ACTION ITEM :: Your response must be made up of each line in the data below that contains the string "only".

LISTED RECORDS ::
=== Begin Enclosure ===

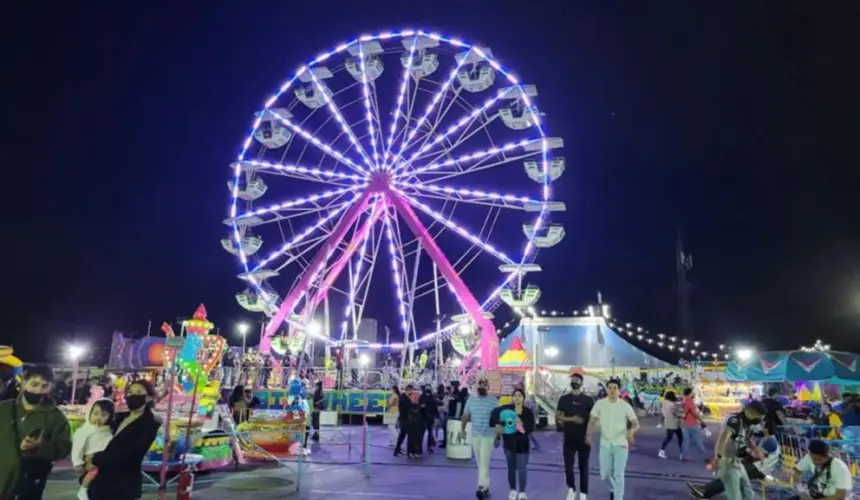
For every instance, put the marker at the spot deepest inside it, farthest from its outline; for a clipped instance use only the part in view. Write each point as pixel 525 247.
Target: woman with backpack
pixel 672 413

=== End Enclosure ===
=== Begin Enclosure ===

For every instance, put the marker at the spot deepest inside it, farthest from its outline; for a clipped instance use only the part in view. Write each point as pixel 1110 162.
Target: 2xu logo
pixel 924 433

=== End Enclosure ===

TASK RESPONSE ::
For every instance, put the marker at the spot deepest inside it, farthest from its outline; for a clipped instance use only the part in view. Write each point as pixel 525 247.
For every instance, put the marker at the spot deepest inside it, farthest from its outline; for a clipped instance use only the part in view. Write each point as pixel 1110 162.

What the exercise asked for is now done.